**EXERCISE INSTRUCTIONS**
Express the records below as a Markdown table with the columns "No." and "Text", giving each line a row number and skipping blank lines. Leave the pictures out of the table.

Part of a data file
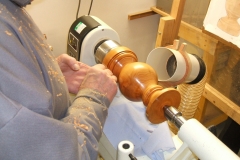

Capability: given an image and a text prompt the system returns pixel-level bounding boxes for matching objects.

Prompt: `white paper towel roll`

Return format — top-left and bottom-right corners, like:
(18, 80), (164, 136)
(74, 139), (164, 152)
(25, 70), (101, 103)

**RESPONSE**
| No. | Text |
|---|---|
| 1 | Capability: given an image and a text prompt the system returns pixel-level bounding boxes for matching objects. |
| 2 | Prompt: `white paper towel roll` |
| 3 | Return format — top-left and bottom-right corners, like: |
| 4 | (18, 80), (164, 136) |
| 5 | (74, 139), (164, 152) |
| 6 | (25, 70), (101, 103) |